### Tasks to complete
1/ From the court opinion below, reproduce word for word the part that opens with the words containing "There are no" and closes with "must be reversed.".
2/ According to the court opinion below, for which years was Dunkel convicted on charges of tax evasion?
3/ Carry the court opinion below forward from the point where it ends.

### Selection
----
After an examination of the briefs and the record, we have concluded that oral argument is unnecessary in this case; accordingly, the appeal is submitted on the briefs and the record. See Fed. R.App. P. 34(a); Cir. R. 34(f)

1

It is not clear from the record whether Dunkel merely underpaid taxes for those years, whether he filed false or evasive tax returns, or whether he failed to file any tax returns at all for those years. Rather, for each year in question, the record indicates only that "a delegate of the Secretary of the Treasury made an assessment according to law ... against James C. Dunkel for unpaid income tax...."

In any event, Dunkel was convicted in 1989 on criminal charges of tax evasion for the years 1981 through 1983, and this court affirmed his conviction. See United States v. Dunkel, 900 F.2d 105 (7th Cir.1990). The Supreme Court vacated our judgment and remanded the case in light of its decision in Cheek v. United States, 498 U.S. 192 (1991). See Dunkel v. United States, 498 U.S. 1043 (1991). We then reversed Dunkel's conviction and remanded the case for retrial. See United States v. Dunkel, 927 F.2d 955 (7th Cir.1991). Dunkel was again convicted on charges of tax evasion for 1981 through 1983, and we affirmed. United States v. Dunkel, 986 F.2d 1425 (7th Cir.1993) (unpublished order). Dunkel has now completed his sentence for that conviction.

2

Dunkel's affidavit stated that "when [he] was served with SUMMONS AND COMPLAINT in [this case] they were handed to him mixed in with a pile of RELEASES OF LEVIES during a visit from IRS [A]gent Nyman." (emphasis in original). Similarly, at a hearing before the district court, Dunkel admitted that he was served with process personally, but contended that the summons and complaint "was kind of slid in there.... I don't think this was done properly." Neither of these facts in any way invalidates the process served on him

3

Contained within the section of his brief challenging the district court's jurisdiction, Dunkel raises an argument challenging the validity of the assessment of taxes the IRS made against him. Dunkel asserts that:

There are no lawful grounds for collection procedures ... by the I.R.S. or the government unless a valid tax assessment has been properly recorded in the I.R.S. district or regional office, and if one is not in the Alcohol, Tobacco or Firearms Industries, there cannot be a "valid" assessment.... If no valid assessment certificate has been filed with the Secretary [of the Treasury], there is no authority for the I.R.S. to continue with collection procedures against appellant. Thus, the summary judgment order must be reversed.
----
### Information shown
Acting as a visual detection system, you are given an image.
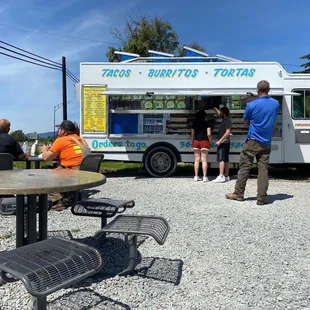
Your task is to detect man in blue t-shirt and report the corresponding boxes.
[226,80,280,205]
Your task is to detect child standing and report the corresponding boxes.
[213,107,232,183]
[191,110,211,182]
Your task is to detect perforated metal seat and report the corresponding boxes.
[0,238,102,297]
[95,215,170,276]
[71,198,135,228]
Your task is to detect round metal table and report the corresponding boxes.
[0,169,106,247]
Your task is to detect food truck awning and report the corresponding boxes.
[102,88,300,96]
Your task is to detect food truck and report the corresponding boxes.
[77,47,310,177]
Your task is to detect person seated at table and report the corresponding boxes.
[41,121,89,211]
[0,119,26,160]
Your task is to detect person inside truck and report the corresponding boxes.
[0,119,26,160]
[191,110,212,182]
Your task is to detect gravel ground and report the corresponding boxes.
[0,177,310,310]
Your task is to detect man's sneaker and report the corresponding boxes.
[213,175,226,183]
[226,193,244,201]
----
### The results
1/
There are no lawful grounds for collection procedures ... by the I.R.S. or the government unless a valid tax assessment has been properly recorded in the I.R.S. district or regional office, and if one is not in the Alcohol, Tobacco or Firearms Industries, there cannot be a "valid" assessment.... If no valid assessment certificate has been filed with the Secretary [of the Treasury], there is no authority for the I.R.S. to continue with collection procedures against appellant. Thus, the summary judgment order must be reversed.

2/ 1981 through 1983.

3/
This argument is a challenge to the legal basis of the government's claim, and not a challenge to the court's jurisdiction. To the extent that Dunkel is attempting to raise an argument separate from his jurisdictional argument, he has failed to support it adequately with "citation to authorities, statutes [or] parts of the record relied on," Fed. R.App. P. 28(a)(6), and accordingly, he has waived it. See Colburn v. Trustees of Indiana University, 973 F.2d 581, 593 (7th Cir.1992) (claims not properly developed are waived); Freeman United Coal Mining Co. v. Office of Workers' Compensation Programs Benefits Review Bd., 957 F.2d 302, 305 (7th Cir.1992) ("[W]e have no obligation to consider an issue that is merely raised on appeal, but not developed in a party's brief."); United States v. Haddon, 927 F.2d 942, 956 (7th Cir.1991) ("A skeletal 'argument', really nothing more than an assertion, does not preserve a claim.").

4

Under § 6502(a)(1), the government may initiate court proceedings to collect taxes within ten years of the assessment of a tax liability. Under § 6501(a), the government must make the assessment of tax liability within 3 years after a tax return is filed, except in cases in which a taxpayer files a false or evasive tax return, or files no return at all. See 26 U.S.C. § 6501(c). In such cases, the government may make an assessment of tax liability at any time

Because Dunkel was convicted of tax evasion for 1981 through 1983, the government could make assessments against Dunkel at any time for those three years. For each of the years 1985 through 1993, the government made an assessment against Dunkel within three years. Thus, regardless of whether Dunkel filed tax returns for those years, the government made timely assessments under § 6501, and it timely commenced this action within ten years under § 6502.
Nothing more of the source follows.